Gestellte Aufgabe 1: Wie viele Jahre vor dem aktuellen Geschehen brach der Wissenschaftler Osris laut dem Text über „Descender“ von Ostrakon auf?
Gestellte Aufgabe 2: Schreibe den Text über „Descender“ im Anschluss an seinen letzten Satz weiter.

Vorliegender Auszug:
Warum trägt TIM-21, ein harmloser Robot, der wie ein kleiner Junge aussieht und der auch gebaut wurde, um als mechanischer Spielkamerad für Kinder zu dienen, den gleichen Code in sich, wie gigantische Vernichtungs-Maschinen, die vor zehn Jahren die neun Welten des United Galactic Council (UGC) verwüsteten, dabei Milliarden töteten und dann spurlos verschwanden? Diese Kernfrage wird im abschließenden Band von Jeff Lemires und Dustin Nguyens Science Fiction Epos gelöst, nicht aber ohne weitere Fragen aufzuwerfen. Dazu präsentieren uns die beiden „Descender“-Macher zuerst einen Rückblick: Ganze 4000 Jahre vor dem aktuellen Geschehen brach der Wissenschaftler Osris vom Planeten Ostrakon (heute Teil des UGC und ein Wüstenplanet) auf, fremde Welten zu erkunden. Dabei traf er auf die Descender, offenbar eine Roboter-Rasse, die auf einer hochtechnisierten Welt lebten, auf der es keinerlei organisches Leben gab. Wieder zurück auf Ostrakon begann Osris, die Technologie der Descender zu kopieren und baute Roboter, die die Arbeit der Menschen übernehmen sollten. Ein verhängnisvoller Fehler, der fatale Folgen nach sich zog…
Der Finalband überrascht mit diesem ausführlichen Rückblick, der gleichsam radikal endet und ein Menetekel für den Ausgang der Geschichte und damit der Serie darstellt. Dabei wirft Lemire eine interessante Frage auf: Was wenn es im Universum „mechanisches“ Leben VOR dem organischen gab? Was uns zurück in die Gegenwart wirft: dort, auf dem Wasserplaneten Mata, haben Telsa, TIM-21 und Quon den Wissenschaftler Dr. Solomon ausfindig gemacht, der ein wichtiges Relikt aus der Zeit, in der der Rückblick spielt, bei sich hat. Jetzt wird auch klar, warum vor zehn Jahren die tödlichen Harvester auftauchten und warum gerade jetzt nichts Geringeres als das Schicksal des Universums auf dem Spiel steht. So groß und so weit denken freilich die Fraktionen nicht, die gerade miteinander Krieg führen: Die Menschen, die sich zur Verteidigung inzwischen einen eigenen Harvester gebaut haben, Hardwire, der Robot-Widerstand, der den Robocaust rächen will und die Gnishianer, die unter ihrem fanatischen König nach Macht streben.

Ausgelesene Einträge:
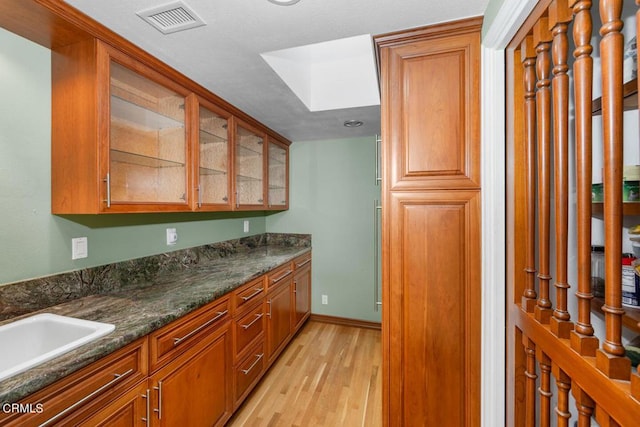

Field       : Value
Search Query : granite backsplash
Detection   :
[0,233,311,320]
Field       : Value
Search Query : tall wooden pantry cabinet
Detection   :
[375,18,482,426]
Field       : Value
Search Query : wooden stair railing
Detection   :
[507,0,640,427]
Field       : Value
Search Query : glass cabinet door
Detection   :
[268,140,288,209]
[236,124,264,209]
[106,61,188,208]
[197,99,230,210]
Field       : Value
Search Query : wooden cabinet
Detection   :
[189,95,233,211]
[266,263,293,364]
[149,319,233,426]
[375,18,482,426]
[0,338,148,427]
[51,38,289,214]
[292,252,311,331]
[267,138,289,210]
[51,39,192,214]
[235,121,266,210]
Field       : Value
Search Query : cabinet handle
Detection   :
[141,389,151,427]
[241,288,264,302]
[173,310,229,346]
[102,172,111,208]
[271,270,293,284]
[296,258,311,268]
[375,135,382,185]
[40,369,133,427]
[240,313,264,331]
[153,381,162,420]
[242,353,264,375]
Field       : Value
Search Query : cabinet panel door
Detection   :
[383,191,480,426]
[381,30,480,190]
[151,323,233,426]
[267,278,292,363]
[189,95,232,211]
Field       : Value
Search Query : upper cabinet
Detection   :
[235,120,266,210]
[52,38,289,214]
[192,96,232,211]
[267,138,289,209]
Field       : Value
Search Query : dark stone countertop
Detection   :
[0,246,311,403]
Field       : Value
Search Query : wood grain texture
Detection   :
[227,321,382,427]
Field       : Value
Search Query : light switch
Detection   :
[71,237,89,259]
[167,228,178,245]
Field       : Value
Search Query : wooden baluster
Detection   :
[549,0,573,338]
[571,387,595,427]
[533,17,551,324]
[631,0,640,400]
[522,334,538,427]
[569,0,599,356]
[551,363,571,427]
[520,36,538,313]
[536,347,553,427]
[596,0,631,380]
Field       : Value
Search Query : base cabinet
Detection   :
[0,253,311,427]
[149,322,232,426]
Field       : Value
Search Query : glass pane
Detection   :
[269,143,287,206]
[109,62,186,203]
[236,126,264,205]
[199,107,229,204]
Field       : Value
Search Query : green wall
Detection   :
[0,29,266,285]
[267,137,380,322]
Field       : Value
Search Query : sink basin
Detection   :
[0,313,115,381]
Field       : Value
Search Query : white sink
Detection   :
[0,313,115,381]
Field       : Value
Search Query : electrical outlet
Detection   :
[71,237,89,259]
[167,228,178,245]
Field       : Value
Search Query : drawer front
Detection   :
[267,262,293,291]
[0,338,149,426]
[231,276,266,316]
[233,304,265,357]
[293,252,311,271]
[149,298,230,371]
[234,340,266,408]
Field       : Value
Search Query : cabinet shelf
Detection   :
[200,166,227,176]
[591,297,640,333]
[111,95,184,131]
[110,149,185,169]
[591,78,638,116]
[591,202,640,218]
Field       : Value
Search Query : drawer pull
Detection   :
[40,369,133,427]
[173,310,229,346]
[240,313,264,331]
[296,258,311,268]
[241,288,264,302]
[141,389,151,427]
[242,353,264,375]
[153,381,162,420]
[271,270,293,283]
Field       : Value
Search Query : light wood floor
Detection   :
[227,321,382,427]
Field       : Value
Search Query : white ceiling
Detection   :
[66,0,489,141]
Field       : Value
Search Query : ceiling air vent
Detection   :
[136,1,205,34]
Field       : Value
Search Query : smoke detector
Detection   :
[136,1,206,34]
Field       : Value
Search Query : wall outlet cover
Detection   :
[167,228,178,245]
[71,237,89,259]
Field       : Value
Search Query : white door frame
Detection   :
[481,0,538,427]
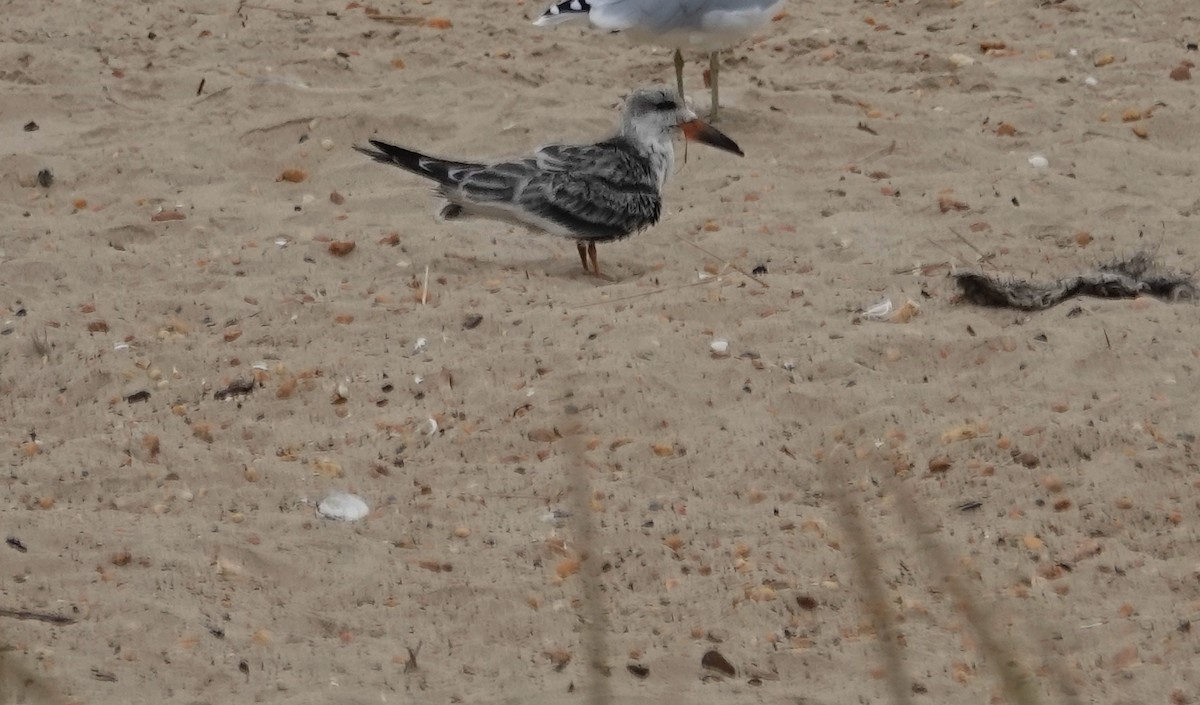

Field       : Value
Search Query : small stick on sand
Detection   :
[0,607,76,625]
[238,2,328,17]
[576,276,721,308]
[676,235,770,289]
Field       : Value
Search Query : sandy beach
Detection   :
[0,0,1200,705]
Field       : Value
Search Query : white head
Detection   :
[620,86,744,157]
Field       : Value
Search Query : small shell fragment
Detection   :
[863,299,892,321]
[317,492,371,522]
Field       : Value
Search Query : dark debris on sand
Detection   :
[952,252,1198,311]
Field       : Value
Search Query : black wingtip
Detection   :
[354,139,425,174]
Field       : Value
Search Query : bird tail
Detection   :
[354,139,478,186]
[533,0,592,26]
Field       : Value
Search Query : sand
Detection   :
[0,0,1200,705]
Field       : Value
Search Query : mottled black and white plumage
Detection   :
[354,88,742,275]
[534,0,785,120]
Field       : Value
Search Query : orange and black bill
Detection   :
[679,118,745,157]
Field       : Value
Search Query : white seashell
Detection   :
[948,54,974,68]
[317,492,371,522]
[863,299,892,320]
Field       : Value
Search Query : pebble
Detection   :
[317,492,371,522]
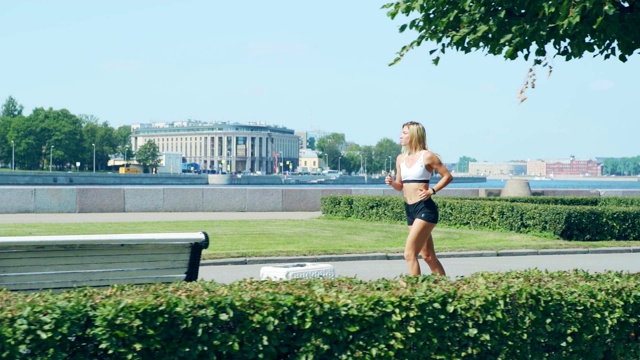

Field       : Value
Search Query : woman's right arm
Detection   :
[385,155,403,191]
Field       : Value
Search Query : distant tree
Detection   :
[456,156,478,173]
[28,108,86,168]
[78,114,118,170]
[367,138,402,173]
[0,96,24,118]
[113,125,135,167]
[383,0,640,101]
[136,140,161,172]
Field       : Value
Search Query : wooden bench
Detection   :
[0,232,209,291]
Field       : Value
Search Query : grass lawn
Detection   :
[0,218,640,260]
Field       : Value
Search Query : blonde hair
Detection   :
[402,121,429,153]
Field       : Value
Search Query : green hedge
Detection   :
[320,195,640,241]
[0,270,640,360]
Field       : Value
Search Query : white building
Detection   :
[131,120,300,174]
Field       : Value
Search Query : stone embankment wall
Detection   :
[0,185,640,214]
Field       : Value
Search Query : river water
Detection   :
[276,178,640,190]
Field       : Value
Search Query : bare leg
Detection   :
[404,220,436,275]
[420,232,446,275]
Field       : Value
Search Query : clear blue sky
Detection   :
[0,0,640,162]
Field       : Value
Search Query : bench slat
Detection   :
[0,232,209,291]
[0,254,189,276]
[0,243,192,262]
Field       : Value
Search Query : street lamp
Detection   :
[49,145,53,172]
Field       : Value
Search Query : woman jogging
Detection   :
[385,121,453,275]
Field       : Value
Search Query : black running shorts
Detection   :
[404,198,438,226]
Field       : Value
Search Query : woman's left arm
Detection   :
[424,151,453,194]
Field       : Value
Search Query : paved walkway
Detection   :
[0,212,640,283]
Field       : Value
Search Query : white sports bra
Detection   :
[400,151,431,184]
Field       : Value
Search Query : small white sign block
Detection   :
[260,263,336,280]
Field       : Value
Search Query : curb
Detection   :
[200,247,640,266]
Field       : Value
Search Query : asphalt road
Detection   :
[0,212,640,283]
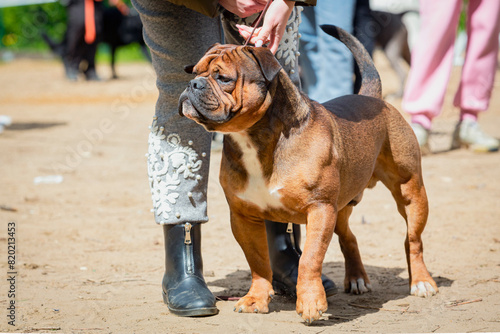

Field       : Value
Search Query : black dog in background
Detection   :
[42,7,151,79]
[102,7,151,79]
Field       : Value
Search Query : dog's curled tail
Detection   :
[320,24,382,99]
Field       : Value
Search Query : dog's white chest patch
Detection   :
[230,133,283,210]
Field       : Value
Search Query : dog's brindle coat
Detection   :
[179,26,438,323]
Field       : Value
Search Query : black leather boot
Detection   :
[162,223,218,317]
[266,220,337,298]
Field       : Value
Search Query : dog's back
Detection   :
[321,24,382,99]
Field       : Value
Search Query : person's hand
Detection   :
[219,0,267,18]
[236,0,294,54]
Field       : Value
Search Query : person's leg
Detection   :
[64,0,85,81]
[309,0,356,103]
[299,7,320,94]
[132,0,221,316]
[403,0,462,130]
[452,0,500,151]
[84,2,104,81]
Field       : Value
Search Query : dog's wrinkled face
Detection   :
[179,44,281,132]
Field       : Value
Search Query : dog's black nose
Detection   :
[190,78,206,90]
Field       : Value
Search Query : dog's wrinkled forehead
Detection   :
[193,44,244,75]
[193,44,281,82]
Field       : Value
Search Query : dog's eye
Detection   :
[217,74,233,82]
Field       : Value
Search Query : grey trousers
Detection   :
[132,0,301,224]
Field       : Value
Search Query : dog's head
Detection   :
[179,44,281,132]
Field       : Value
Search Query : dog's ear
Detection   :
[245,46,281,82]
[184,65,195,74]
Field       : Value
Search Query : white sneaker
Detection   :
[411,123,431,154]
[451,120,500,152]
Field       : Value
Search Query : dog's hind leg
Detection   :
[377,166,438,297]
[231,212,274,313]
[335,205,372,295]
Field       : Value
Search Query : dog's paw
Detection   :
[297,289,328,325]
[344,278,372,295]
[410,281,438,297]
[234,293,272,313]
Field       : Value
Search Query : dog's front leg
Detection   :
[231,212,274,313]
[297,203,337,324]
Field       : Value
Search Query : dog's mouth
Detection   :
[178,89,235,130]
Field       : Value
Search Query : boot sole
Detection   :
[162,291,219,317]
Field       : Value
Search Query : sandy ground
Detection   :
[0,55,500,333]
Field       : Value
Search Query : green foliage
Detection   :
[0,0,144,63]
[0,2,66,51]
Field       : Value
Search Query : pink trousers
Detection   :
[403,0,500,129]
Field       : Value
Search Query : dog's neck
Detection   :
[247,70,310,138]
[224,70,310,177]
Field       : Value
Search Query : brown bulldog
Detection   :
[179,26,438,323]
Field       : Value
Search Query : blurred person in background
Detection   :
[61,0,103,81]
[299,0,356,103]
[403,0,500,153]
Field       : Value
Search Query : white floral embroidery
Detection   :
[147,119,202,220]
[276,7,302,69]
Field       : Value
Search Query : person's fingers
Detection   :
[236,24,269,46]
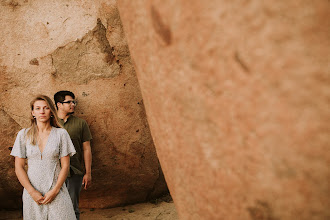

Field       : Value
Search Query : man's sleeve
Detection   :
[82,120,92,142]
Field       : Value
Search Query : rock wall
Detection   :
[118,0,330,220]
[0,0,167,208]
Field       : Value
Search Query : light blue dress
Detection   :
[11,127,76,220]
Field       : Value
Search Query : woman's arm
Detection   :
[42,155,70,204]
[15,157,44,205]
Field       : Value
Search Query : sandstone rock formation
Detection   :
[118,0,330,220]
[0,0,167,208]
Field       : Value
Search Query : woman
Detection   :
[11,95,76,220]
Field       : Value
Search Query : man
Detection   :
[54,91,92,220]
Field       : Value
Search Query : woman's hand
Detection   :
[41,188,59,205]
[30,190,44,205]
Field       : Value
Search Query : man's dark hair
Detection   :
[54,90,75,109]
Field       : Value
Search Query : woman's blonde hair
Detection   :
[26,95,62,145]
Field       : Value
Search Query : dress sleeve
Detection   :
[10,129,26,158]
[60,129,76,158]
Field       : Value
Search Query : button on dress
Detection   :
[11,127,76,220]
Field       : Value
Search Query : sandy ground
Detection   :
[0,201,179,220]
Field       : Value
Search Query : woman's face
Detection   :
[32,100,51,122]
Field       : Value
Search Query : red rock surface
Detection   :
[0,0,167,209]
[118,0,330,220]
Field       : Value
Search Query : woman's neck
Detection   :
[37,121,52,132]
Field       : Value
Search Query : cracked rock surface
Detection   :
[0,0,167,208]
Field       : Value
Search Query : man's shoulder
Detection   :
[70,115,86,123]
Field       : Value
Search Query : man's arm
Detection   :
[83,141,92,189]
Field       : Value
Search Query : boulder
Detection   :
[118,0,330,220]
[0,0,168,208]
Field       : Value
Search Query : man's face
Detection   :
[58,95,77,114]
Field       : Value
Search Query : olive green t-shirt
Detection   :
[60,115,92,175]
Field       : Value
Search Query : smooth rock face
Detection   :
[118,0,330,220]
[0,0,167,208]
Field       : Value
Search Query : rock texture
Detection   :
[0,0,167,208]
[118,0,330,220]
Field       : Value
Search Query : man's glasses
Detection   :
[60,101,77,105]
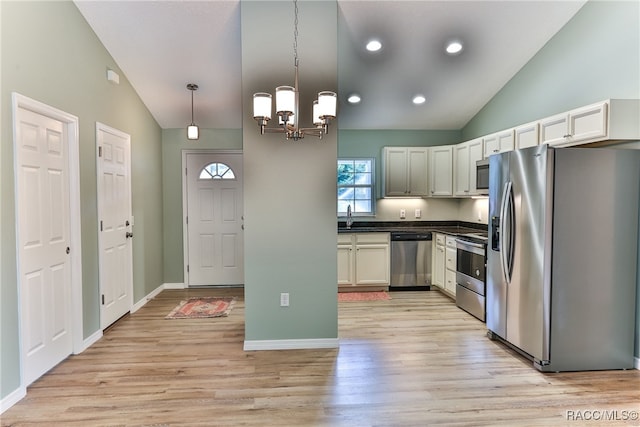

Ergebnis der Aufgabe 1: 4000 Jahre vor dem aktuellen Geschehen.

Ergebnis der Aufgabe 2:
So vereinen sich auch im letzten Band der Reihe die ganz kleinen und die ganz großen Schicksale. TIM-21, zwar Robot, dennoch auch ein kleiner Junge, will nur seinen (inzwischen freilich erwachsenen) „Bruder“ Andy wiedersehen, trägt aber die Macht in sich, das Universum zu retten. Telsa, die Soldatin, muss sich entscheiden zwischen militärischen Befehlen (ihres Vaters) und ihrem eigenen Gewissen: soll sie TIM-21 ausliefern, damit der UGC-Harvester aktiviert werden kann, oder hört sie auf ihr Gewissen und hilft dem Roboter-Buben? Die Konfliktparteien, die den Krieg ausfechten, verfolgen dabei stur ihre Ziele, wobei alle Akteure (auch die mechanischen, wie Bohrer oder Bandit) der vergangenen Bände vereint werden und jeder von Jeff Lemire eine wichtige Rolle zugedacht bekommt. Und am Ende, das gewaltig und episch ist und das wir jetzt natürlich nicht preisgeben möchten, steht ein neuer Anfang.
Denn Lemire und Nguyen planen eine Folgeserie mit Namen „Ascender“. Die setzt wieder zehn Jahre später ein und verspricht offenbar ein magisches Erlebnis zu werden. Nach Science Fiction jetzt Fantasy? Vorerst ein letztes Mal weiß auch Zeichner Dustin Nguyen mit seinem zarten und federleichten Aquarell-Stil zu begeistern. Bilder wie der doppelseitige Auftritt des Harvesters im einleitenden Rückblick, in dem sich im All der riesige Roboter majestätisch aus farbenprächtigen Aquarellschwaden herausschält, bleiben nachhaltig hängen. „Ascender“ startet übrigens in den USA bei Image Comics im April dieses Jahres. Es wird also noch etwas dauern, bis die Leser hierzulande in den Genuss des Sequels kommen. (bw)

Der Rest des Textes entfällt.